_Task prompt_.
Every line of the records below from the line with "yellow center line." up to and including the line with "the brick wall." must be reproduced exactly, and no line outside that range.

[Collected data entries]

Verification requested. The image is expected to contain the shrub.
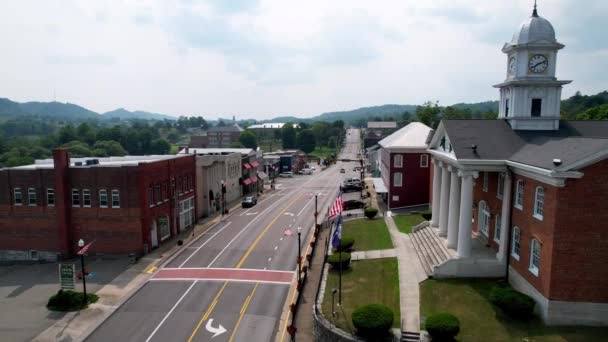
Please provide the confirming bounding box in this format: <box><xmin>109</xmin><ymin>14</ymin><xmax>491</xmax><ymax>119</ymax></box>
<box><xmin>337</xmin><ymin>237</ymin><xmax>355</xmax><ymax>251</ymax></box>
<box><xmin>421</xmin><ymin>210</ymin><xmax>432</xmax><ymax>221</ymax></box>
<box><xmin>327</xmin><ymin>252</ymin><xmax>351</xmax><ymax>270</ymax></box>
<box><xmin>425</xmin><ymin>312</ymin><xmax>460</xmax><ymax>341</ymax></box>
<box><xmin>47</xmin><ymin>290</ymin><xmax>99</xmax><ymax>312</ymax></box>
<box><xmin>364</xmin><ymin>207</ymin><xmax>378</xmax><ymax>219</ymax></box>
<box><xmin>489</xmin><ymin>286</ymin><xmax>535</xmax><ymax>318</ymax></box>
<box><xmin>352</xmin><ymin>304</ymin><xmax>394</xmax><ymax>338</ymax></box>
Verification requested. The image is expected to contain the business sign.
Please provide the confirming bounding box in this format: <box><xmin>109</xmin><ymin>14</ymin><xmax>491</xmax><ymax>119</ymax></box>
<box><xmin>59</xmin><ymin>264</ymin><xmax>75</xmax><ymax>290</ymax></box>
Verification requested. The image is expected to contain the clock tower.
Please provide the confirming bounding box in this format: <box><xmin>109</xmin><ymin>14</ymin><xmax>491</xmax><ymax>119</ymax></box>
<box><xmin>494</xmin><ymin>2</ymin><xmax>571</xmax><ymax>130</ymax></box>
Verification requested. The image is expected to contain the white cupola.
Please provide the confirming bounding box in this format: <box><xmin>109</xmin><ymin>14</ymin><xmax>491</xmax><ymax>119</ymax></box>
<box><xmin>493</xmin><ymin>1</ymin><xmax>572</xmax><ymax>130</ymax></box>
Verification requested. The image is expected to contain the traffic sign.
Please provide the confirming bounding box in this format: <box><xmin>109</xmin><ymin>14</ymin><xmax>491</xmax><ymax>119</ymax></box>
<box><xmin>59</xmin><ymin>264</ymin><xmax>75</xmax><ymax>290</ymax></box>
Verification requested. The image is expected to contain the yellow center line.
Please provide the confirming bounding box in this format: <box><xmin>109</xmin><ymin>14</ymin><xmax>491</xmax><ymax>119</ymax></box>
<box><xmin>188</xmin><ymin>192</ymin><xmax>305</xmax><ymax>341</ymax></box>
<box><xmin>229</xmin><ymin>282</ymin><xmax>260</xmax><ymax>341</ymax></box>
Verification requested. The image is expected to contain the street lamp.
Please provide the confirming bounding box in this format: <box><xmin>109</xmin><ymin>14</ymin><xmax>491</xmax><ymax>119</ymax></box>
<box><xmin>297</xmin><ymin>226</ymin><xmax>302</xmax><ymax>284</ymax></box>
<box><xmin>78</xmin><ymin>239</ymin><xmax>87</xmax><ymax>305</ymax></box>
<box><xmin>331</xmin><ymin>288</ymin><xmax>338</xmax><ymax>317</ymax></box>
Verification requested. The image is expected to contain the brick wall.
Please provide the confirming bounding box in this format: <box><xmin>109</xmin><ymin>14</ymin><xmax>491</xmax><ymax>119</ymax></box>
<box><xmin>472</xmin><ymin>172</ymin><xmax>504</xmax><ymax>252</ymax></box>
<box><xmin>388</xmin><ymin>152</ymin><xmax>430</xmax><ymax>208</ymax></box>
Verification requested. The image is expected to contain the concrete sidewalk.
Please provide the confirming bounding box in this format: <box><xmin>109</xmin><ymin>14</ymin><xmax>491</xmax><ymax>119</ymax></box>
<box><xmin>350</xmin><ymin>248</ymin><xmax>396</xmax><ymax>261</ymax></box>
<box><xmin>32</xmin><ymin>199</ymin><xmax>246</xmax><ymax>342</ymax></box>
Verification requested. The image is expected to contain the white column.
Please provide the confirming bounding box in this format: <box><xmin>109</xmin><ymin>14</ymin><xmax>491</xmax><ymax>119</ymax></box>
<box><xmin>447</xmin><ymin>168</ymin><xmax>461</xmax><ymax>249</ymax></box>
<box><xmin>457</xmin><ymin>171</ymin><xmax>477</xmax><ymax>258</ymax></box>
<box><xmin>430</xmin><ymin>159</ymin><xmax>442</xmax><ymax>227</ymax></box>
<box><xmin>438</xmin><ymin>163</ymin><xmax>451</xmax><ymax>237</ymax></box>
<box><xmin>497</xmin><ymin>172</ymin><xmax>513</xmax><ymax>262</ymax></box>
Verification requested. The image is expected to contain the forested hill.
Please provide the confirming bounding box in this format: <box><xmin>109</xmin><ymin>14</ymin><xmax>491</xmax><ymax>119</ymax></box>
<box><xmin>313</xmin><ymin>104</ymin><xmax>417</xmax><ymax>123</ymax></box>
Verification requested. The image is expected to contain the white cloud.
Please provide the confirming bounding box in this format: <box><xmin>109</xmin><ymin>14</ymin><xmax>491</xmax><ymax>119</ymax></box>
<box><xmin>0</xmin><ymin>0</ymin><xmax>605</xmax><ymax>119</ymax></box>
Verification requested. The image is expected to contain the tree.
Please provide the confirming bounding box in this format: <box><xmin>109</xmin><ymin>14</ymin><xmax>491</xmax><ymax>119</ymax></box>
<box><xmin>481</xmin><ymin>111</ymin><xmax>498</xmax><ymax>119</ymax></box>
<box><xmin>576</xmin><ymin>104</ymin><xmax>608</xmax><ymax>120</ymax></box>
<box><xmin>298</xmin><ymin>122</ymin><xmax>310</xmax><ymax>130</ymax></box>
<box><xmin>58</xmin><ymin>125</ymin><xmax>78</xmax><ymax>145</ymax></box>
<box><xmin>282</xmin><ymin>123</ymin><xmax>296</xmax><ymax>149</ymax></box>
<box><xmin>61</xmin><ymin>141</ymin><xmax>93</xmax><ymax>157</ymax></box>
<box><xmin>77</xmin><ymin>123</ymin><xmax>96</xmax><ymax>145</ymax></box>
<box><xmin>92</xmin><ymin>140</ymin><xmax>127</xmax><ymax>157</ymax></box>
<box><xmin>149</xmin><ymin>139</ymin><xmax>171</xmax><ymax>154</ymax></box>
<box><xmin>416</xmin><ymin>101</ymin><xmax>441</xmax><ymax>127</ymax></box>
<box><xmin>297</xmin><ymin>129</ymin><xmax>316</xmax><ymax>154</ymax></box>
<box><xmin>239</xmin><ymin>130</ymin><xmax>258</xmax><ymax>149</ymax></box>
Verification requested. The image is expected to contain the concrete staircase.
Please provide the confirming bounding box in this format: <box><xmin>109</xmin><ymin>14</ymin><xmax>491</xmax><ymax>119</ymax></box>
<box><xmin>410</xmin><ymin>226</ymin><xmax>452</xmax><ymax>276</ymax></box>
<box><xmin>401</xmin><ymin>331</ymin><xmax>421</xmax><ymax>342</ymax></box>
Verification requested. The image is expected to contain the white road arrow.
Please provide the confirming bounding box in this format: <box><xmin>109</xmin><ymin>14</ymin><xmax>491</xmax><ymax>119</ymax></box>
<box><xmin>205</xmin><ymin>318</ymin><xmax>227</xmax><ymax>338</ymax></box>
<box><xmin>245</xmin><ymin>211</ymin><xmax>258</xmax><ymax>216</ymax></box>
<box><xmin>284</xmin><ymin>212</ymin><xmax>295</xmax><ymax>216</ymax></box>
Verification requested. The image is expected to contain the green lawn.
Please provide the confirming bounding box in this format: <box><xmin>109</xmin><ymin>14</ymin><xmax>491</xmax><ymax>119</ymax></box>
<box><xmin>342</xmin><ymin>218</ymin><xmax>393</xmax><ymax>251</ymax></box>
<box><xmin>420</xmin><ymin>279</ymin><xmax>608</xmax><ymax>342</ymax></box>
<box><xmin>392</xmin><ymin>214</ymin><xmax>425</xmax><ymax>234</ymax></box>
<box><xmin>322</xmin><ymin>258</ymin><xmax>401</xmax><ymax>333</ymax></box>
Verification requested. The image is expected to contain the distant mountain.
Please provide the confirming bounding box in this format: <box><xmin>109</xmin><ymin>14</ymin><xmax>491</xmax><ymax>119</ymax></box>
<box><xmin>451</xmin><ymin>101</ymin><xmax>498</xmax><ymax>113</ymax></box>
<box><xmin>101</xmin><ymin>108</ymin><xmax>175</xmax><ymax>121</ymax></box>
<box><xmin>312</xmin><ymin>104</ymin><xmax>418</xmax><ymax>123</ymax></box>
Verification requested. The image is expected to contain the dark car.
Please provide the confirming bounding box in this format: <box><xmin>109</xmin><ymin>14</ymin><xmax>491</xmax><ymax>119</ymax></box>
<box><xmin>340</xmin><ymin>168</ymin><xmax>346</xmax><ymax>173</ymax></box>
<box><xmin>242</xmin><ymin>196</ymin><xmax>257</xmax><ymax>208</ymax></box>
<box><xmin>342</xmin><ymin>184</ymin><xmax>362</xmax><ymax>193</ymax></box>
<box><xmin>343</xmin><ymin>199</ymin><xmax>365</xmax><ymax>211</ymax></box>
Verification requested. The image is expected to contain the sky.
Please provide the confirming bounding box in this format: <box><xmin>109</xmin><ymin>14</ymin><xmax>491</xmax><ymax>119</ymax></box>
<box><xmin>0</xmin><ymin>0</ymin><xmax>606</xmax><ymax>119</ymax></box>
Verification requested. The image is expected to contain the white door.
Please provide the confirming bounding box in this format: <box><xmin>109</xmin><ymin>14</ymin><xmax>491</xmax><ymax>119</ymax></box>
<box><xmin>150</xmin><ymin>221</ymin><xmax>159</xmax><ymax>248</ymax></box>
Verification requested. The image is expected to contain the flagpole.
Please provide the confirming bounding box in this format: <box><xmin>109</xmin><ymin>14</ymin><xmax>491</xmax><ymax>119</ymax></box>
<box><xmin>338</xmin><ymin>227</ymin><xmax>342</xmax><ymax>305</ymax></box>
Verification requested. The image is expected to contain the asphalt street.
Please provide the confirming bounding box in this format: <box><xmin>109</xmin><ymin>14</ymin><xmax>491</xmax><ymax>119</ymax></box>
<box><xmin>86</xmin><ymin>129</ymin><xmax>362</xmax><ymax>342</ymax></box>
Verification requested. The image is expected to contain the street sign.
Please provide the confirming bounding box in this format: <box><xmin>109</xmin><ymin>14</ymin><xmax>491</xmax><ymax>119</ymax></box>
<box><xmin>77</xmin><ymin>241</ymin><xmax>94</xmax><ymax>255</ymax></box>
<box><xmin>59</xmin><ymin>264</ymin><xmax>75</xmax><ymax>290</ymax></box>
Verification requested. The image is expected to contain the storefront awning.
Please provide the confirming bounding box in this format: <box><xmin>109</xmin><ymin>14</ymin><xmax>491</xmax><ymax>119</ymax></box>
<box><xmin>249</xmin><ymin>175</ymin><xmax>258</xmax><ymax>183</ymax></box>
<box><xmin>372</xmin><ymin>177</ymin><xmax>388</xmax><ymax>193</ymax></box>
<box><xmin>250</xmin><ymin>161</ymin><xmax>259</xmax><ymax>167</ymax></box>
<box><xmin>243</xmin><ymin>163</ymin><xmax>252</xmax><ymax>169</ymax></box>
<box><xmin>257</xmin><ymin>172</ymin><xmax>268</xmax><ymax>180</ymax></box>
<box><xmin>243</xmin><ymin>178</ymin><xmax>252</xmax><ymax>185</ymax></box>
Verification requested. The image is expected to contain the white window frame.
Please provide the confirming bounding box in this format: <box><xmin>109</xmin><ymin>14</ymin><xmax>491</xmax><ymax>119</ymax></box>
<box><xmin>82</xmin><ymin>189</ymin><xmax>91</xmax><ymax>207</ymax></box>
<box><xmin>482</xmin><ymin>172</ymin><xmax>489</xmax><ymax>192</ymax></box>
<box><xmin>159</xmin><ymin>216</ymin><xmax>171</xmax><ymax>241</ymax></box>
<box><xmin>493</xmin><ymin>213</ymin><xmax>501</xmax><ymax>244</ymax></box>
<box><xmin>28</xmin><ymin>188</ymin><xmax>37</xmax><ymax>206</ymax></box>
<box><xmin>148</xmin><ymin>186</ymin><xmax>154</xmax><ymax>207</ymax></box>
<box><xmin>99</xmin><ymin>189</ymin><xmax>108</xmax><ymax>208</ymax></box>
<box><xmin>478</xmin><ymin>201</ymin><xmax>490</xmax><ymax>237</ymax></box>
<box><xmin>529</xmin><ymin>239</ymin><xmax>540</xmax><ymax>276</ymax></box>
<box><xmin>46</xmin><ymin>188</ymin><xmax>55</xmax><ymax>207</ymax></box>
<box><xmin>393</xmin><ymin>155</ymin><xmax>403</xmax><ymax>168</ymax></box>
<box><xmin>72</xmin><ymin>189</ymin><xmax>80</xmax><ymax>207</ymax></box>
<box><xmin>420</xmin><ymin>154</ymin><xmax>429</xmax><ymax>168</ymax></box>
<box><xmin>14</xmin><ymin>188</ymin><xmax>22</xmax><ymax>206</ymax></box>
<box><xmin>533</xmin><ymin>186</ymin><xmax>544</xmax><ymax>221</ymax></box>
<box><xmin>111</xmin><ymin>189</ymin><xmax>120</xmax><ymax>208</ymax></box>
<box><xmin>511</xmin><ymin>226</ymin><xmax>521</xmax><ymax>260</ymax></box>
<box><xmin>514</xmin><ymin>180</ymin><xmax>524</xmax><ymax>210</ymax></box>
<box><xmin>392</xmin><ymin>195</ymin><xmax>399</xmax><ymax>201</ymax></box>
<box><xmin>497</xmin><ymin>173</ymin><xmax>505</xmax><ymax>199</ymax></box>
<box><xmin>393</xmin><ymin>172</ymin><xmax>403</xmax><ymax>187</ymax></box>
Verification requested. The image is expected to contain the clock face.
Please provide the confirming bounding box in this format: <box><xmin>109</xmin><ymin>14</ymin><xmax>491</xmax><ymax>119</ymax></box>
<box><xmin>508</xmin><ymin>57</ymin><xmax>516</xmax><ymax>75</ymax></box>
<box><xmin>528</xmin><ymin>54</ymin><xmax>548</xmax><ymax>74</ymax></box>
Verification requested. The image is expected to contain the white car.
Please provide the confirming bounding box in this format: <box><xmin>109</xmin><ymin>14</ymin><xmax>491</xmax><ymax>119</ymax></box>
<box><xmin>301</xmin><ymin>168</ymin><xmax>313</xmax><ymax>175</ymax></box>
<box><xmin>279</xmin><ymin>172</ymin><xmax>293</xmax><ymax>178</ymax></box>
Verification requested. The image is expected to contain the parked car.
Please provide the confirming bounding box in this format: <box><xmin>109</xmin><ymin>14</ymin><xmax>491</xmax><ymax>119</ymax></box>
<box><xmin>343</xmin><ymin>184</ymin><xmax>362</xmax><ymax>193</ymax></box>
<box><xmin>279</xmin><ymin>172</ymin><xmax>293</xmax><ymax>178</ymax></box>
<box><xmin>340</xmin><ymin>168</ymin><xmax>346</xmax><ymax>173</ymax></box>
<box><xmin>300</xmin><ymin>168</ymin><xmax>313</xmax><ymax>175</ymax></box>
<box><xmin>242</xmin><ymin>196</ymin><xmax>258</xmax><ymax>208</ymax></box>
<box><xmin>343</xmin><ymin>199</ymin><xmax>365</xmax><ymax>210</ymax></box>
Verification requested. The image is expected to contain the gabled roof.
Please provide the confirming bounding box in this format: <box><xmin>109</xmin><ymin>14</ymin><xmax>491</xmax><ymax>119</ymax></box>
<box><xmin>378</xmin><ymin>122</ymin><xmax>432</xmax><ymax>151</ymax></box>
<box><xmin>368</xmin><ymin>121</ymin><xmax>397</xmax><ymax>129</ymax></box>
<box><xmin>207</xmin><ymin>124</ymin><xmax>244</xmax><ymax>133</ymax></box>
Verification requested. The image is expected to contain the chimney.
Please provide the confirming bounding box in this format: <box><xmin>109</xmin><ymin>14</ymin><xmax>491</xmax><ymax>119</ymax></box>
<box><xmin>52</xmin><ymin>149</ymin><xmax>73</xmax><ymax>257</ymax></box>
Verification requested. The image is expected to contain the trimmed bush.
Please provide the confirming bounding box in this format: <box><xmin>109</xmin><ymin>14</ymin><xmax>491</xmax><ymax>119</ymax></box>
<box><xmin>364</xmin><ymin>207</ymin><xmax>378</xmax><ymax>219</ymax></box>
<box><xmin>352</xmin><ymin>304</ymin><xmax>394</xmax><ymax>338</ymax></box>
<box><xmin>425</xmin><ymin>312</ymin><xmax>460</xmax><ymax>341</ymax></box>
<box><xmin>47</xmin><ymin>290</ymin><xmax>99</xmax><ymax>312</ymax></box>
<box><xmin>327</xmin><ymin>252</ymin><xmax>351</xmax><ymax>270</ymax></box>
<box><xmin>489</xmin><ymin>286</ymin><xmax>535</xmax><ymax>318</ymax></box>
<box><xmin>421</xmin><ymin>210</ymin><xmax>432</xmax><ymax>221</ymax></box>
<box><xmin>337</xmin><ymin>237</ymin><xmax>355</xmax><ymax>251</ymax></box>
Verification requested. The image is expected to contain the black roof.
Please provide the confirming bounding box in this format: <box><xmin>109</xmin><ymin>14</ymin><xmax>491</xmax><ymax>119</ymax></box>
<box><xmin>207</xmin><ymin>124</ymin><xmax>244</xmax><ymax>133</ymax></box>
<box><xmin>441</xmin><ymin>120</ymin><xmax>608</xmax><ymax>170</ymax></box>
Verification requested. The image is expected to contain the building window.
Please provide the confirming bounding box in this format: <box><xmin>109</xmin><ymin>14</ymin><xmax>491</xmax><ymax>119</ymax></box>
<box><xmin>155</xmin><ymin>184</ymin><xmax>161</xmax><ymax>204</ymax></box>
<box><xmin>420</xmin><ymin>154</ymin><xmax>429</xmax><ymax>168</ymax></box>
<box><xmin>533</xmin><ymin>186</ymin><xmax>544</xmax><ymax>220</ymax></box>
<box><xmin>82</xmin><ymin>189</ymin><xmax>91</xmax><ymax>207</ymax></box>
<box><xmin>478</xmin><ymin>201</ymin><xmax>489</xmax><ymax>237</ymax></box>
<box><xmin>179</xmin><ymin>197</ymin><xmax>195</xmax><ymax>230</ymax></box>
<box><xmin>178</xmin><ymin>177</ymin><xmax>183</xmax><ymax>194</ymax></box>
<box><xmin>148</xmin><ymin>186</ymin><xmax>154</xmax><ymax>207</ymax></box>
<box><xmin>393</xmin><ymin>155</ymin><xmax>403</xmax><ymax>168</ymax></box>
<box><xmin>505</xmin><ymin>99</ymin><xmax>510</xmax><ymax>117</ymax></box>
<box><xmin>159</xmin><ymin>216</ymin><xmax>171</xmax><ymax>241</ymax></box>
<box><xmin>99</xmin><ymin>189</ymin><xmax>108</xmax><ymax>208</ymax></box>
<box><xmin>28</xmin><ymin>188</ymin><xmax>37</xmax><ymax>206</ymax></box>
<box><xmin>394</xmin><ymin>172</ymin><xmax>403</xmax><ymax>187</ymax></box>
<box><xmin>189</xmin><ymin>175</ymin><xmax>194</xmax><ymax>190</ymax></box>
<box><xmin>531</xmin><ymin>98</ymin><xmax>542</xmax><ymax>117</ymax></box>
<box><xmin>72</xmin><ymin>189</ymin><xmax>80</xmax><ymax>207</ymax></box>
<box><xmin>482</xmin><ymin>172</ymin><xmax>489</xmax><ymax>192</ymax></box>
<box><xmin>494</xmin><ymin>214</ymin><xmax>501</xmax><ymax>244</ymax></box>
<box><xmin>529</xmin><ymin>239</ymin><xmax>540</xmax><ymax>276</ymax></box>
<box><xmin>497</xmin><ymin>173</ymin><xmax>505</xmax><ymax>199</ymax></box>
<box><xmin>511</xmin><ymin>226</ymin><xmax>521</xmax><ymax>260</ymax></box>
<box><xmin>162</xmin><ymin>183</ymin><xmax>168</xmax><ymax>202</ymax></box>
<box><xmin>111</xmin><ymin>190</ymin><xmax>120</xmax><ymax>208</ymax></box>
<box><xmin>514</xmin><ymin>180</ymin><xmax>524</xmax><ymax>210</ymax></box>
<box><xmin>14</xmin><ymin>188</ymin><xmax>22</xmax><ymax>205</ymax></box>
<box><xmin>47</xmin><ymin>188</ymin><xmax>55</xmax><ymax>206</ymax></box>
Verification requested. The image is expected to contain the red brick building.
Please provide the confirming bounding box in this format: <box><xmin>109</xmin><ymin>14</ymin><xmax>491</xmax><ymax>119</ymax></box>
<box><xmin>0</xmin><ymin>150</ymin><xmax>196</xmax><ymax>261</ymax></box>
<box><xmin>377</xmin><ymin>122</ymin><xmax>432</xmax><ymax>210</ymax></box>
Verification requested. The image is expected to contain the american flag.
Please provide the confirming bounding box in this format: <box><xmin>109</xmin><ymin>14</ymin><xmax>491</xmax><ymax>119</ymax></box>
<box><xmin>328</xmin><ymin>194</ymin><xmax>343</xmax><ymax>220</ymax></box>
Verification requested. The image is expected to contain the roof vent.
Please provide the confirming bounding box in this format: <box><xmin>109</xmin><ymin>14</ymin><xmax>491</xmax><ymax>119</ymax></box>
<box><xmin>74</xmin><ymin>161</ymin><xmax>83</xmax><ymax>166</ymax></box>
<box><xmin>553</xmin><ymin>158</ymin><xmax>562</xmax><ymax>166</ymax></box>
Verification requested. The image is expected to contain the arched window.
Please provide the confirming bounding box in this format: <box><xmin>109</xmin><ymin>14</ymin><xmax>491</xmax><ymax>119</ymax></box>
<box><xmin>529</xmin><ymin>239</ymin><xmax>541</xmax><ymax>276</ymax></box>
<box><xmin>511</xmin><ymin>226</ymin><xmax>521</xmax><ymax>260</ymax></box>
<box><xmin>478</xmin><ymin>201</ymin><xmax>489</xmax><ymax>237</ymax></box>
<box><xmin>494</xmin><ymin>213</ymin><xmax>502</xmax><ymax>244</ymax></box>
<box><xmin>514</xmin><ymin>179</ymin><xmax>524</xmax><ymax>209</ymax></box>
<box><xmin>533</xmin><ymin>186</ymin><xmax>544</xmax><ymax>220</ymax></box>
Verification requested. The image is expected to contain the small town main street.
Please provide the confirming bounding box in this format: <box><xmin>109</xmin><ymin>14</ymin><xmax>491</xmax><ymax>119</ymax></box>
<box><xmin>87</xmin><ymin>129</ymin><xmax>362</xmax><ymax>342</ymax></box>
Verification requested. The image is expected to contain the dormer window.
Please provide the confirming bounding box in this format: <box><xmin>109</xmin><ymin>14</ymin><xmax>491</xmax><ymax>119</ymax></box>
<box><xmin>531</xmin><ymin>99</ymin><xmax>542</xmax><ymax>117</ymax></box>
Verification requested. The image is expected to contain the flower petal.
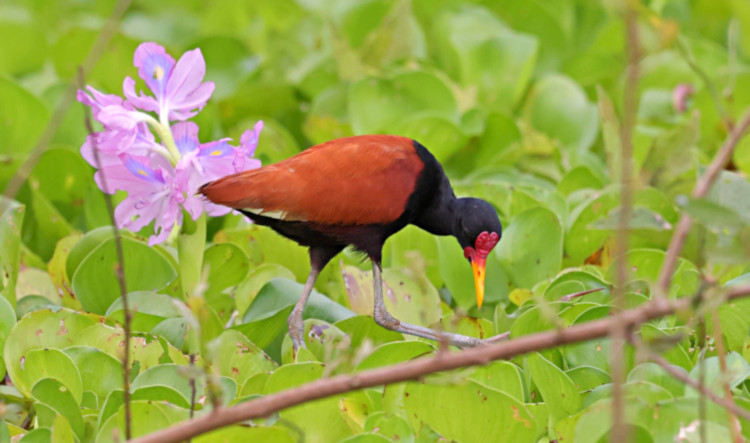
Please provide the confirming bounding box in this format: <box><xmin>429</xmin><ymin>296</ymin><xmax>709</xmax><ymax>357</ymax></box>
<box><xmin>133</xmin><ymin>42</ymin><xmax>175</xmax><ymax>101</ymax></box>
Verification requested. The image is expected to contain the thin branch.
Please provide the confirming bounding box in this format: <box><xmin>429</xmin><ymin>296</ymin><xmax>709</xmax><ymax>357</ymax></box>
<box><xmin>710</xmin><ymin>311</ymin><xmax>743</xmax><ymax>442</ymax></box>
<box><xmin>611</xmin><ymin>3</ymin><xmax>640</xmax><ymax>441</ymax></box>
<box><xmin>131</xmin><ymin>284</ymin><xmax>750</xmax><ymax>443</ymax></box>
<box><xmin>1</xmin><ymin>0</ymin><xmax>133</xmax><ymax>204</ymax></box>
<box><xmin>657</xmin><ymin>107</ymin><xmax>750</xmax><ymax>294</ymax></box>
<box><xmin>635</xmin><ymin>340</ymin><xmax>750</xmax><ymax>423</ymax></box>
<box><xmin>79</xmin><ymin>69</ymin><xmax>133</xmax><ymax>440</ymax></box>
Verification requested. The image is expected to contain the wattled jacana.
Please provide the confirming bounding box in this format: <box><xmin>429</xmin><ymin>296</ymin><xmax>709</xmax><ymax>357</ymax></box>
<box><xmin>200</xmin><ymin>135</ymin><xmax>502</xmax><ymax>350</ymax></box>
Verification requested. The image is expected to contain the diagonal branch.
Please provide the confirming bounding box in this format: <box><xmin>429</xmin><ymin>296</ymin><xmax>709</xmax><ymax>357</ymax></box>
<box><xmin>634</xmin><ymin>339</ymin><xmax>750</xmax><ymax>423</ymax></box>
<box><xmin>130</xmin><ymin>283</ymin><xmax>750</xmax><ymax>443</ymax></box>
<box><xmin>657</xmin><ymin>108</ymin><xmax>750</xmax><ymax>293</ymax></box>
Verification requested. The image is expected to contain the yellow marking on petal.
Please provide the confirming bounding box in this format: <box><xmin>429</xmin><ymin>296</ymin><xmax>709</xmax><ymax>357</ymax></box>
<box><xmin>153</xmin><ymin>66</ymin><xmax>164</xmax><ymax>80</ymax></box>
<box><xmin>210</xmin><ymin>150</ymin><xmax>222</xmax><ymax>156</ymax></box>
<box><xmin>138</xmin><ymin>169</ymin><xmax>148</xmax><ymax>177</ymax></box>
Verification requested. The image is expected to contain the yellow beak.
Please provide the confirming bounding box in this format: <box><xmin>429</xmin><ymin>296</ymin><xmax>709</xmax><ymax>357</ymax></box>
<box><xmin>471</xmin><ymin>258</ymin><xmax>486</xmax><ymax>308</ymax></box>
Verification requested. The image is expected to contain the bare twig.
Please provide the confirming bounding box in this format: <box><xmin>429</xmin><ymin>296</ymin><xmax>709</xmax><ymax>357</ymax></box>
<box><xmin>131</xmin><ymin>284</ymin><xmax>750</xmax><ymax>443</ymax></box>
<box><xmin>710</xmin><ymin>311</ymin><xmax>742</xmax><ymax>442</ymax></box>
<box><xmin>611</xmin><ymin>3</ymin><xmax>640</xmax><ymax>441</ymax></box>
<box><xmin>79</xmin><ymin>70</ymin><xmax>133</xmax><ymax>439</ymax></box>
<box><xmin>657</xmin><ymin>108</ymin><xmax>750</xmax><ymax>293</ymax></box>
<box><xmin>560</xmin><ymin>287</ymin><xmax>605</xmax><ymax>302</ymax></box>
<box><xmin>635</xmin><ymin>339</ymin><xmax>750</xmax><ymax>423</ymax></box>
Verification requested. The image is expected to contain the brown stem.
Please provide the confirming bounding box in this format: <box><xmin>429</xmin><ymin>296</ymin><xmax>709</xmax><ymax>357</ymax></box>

_Solution for this exercise_.
Verification requested. The image is expected to contain the yellow center line.
Please provide the confirming bounding box in this format: <box><xmin>109</xmin><ymin>14</ymin><xmax>491</xmax><ymax>119</ymax></box>
<box><xmin>188</xmin><ymin>192</ymin><xmax>305</xmax><ymax>341</ymax></box>
<box><xmin>229</xmin><ymin>282</ymin><xmax>260</xmax><ymax>341</ymax></box>
Verification requested. The image is expected to contain the street lamp.
Please provide the confirming bounding box in this format: <box><xmin>109</xmin><ymin>14</ymin><xmax>491</xmax><ymax>119</ymax></box>
<box><xmin>297</xmin><ymin>226</ymin><xmax>302</xmax><ymax>284</ymax></box>
<box><xmin>78</xmin><ymin>239</ymin><xmax>87</xmax><ymax>305</ymax></box>
<box><xmin>331</xmin><ymin>288</ymin><xmax>338</xmax><ymax>317</ymax></box>
Verification requested. The image is expected to contain the brick wall.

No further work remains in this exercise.